§ WHAT THIS TASK INVOLVES
Give back exactly the lines of the data below, starting with the line that has "[locate] ornate stone" and going on through the line that has "[locate] girl in".
============================================================
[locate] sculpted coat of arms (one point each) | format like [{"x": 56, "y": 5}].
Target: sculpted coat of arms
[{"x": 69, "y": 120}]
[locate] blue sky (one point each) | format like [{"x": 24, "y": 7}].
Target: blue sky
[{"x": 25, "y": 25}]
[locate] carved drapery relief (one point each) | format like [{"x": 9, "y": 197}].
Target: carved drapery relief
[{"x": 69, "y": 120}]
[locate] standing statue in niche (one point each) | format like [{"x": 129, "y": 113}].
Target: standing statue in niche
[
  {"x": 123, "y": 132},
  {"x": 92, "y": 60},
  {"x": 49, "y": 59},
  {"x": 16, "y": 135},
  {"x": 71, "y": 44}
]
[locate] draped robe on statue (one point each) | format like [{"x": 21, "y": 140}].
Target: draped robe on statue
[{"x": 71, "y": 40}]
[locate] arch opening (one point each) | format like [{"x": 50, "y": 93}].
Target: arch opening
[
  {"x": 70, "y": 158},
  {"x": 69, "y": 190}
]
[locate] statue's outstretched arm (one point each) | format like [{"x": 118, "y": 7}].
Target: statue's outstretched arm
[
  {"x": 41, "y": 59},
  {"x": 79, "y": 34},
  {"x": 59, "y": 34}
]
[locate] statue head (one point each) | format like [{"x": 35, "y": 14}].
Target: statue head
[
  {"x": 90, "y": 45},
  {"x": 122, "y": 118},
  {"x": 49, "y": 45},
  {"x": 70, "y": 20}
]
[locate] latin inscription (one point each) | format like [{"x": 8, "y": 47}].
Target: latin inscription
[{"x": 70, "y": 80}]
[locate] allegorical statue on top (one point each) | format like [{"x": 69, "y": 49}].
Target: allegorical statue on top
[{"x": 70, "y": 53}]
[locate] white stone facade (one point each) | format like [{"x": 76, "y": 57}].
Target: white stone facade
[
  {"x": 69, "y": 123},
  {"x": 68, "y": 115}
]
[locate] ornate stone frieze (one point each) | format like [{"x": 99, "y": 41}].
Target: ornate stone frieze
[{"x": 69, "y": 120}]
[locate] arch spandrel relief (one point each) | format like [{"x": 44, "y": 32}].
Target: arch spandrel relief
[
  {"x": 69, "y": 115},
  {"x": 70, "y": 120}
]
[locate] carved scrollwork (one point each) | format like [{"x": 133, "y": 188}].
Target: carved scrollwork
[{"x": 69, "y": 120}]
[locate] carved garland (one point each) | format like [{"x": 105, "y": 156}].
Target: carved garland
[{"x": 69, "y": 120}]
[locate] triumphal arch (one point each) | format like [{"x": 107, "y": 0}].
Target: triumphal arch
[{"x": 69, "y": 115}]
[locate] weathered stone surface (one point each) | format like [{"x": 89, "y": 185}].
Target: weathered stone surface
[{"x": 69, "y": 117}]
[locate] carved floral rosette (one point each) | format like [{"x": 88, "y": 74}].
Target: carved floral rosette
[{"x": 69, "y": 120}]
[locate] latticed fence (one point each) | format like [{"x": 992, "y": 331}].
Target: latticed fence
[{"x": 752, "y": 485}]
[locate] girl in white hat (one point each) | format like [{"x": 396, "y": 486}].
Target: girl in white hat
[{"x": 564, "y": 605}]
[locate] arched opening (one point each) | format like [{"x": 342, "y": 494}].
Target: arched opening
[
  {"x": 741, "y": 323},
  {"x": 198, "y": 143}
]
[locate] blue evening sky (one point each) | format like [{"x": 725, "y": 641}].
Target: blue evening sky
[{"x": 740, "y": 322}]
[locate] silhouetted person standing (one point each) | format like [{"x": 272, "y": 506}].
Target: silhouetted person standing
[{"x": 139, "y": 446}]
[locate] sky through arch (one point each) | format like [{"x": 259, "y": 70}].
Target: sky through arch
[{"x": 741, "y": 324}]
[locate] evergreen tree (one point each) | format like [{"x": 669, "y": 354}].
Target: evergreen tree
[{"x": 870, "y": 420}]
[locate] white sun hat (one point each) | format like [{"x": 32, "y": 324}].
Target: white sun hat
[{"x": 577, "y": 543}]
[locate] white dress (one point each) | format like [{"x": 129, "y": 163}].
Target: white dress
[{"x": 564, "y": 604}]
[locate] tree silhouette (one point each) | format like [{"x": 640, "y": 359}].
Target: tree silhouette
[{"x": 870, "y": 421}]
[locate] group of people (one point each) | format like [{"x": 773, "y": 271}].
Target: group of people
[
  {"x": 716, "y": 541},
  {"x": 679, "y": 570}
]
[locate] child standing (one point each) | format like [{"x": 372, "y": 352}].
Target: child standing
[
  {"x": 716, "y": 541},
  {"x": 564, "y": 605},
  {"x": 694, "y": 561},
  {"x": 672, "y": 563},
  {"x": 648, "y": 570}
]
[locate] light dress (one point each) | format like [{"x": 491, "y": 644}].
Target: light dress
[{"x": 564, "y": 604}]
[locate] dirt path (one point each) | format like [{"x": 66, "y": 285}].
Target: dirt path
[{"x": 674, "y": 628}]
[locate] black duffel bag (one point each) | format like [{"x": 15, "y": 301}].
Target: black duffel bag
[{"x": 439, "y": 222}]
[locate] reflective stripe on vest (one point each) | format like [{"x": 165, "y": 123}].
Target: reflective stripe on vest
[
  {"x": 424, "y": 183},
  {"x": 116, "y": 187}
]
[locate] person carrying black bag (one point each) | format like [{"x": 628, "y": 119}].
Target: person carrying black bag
============================================================
§ RESULT FOR THIS EXERCISE
[locate] ornate stone frieze (one point each) | format like [{"x": 99, "y": 41}].
Target: ornate stone frieze
[{"x": 69, "y": 120}]
[locate] arch spandrel relief (one point each) | format like [{"x": 44, "y": 32}].
Target: arch spandrel relief
[
  {"x": 69, "y": 115},
  {"x": 70, "y": 120}
]
[locate] carved scrollwork (one point each) | format like [{"x": 133, "y": 188}].
Target: carved scrollwork
[{"x": 69, "y": 120}]
[locate] carved garland (one point each) | format like [{"x": 105, "y": 156}].
Target: carved garland
[{"x": 69, "y": 120}]
[locate] triumphal arch (one point each) | format like [{"x": 107, "y": 0}].
Target: triumphal arch
[{"x": 69, "y": 115}]
[locate] weathered stone surface (one point each) | format like [{"x": 89, "y": 185}].
Target: weathered stone surface
[{"x": 69, "y": 117}]
[locate] carved floral rosette (one point each) | format like [{"x": 88, "y": 74}].
Target: carved floral rosette
[{"x": 69, "y": 120}]
[locate] latticed fence (one point each) | format like [{"x": 992, "y": 331}].
Target: latticed fence
[{"x": 752, "y": 485}]
[locate] girl in white hat (one point each) | format like [{"x": 396, "y": 486}].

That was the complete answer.